Joshua Dinsdale was a publisher and translator, who published books, pamphlets and poems between the years 1740–51. Little information remains of him. He had a Master of Arts degree, signified by the letters A.M. after his name on one of his translations. That he may also have been a clergyman is suggested by his A Sermon on Charity published in August 1740. In 1740, he also published two free adaptations of sections from :fr:Jacques Vanière's Latin poem Praedium Rusticum, a georgic compendium of rural know-how popular during the 18th century. The Dove-Cote or, the art of breeding pigeons, a poem (Joseph Davidson, London 1740) was a version of the 13th section (Columbae) of Vanière's poem; this was published anonymously but later ascribed to Dinsdale. It was followed by The Modern Art of Breeding Bees (in the same year and from the same publisher), this time signed with his name. However, only the first two cantos of the 14th section of Vanière's work (Apes, published separately in London in 1729) were drawn upon for that work. And Dinsdale's own opening lines are addressed to Virgil, who dealt with the subject of bee culture in the fourth book of his Georgica, thus placing Dinsdale's poem too in the 18th century tradition of English classical imitations.

Following this literary debut, he began contributing poems, reviews and translations to both The London Magazine and The Scots Magazine. Among the translations were more from the Latin, in this case of poems by the Polish-born Maciej Kazimierz Sarbiewski. His final appearances in The London Magazine were a review and a poem in its volume 20 in 1751. However, two more translations by Dinsdale were published the following year. The first, Parmenides Prince of Macedonia, was of the French novel La fidelité couronnée, ou, L'histoire de Parmenide, prince de Macedoine by Le Coq-Madeleine, originally published in 1706. The other was a translation from the Greek of The Orations and Epistles of Isocrates. For all that Dinsdale apologised in his preface that he had "neither designed it too literal or too paraphrastical" (as had been his practice with Vanière), the work was later to be dismissed as "a correct translation without much ornament of style". Mention on the title page that the translation had been "revis’d by the Rev. Mr. Young" may suggest that Dinsdale was dead by then.

#### [Task]
List the title of every work by Dinsdale himself that the passage about Joshua Dinsdale names.

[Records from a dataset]
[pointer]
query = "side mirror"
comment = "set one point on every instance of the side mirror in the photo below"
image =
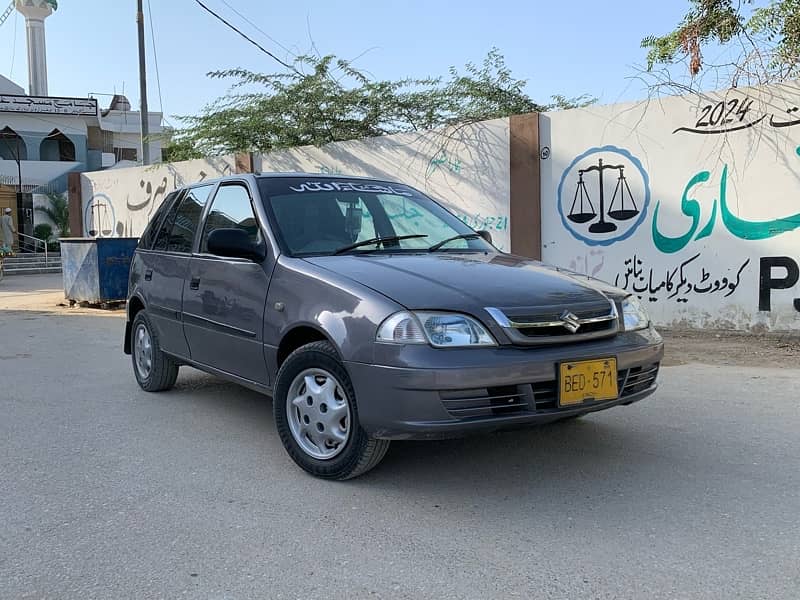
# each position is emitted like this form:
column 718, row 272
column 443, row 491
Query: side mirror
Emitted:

#### [Response to the exercise]
- A Sermon on Charity
- The Dove-Cote or, the art of breeding pigeons
- The Modern Art of Breeding Bees
- Parmenides Prince of Macedonia
- The Orations and Epistles of Isocrates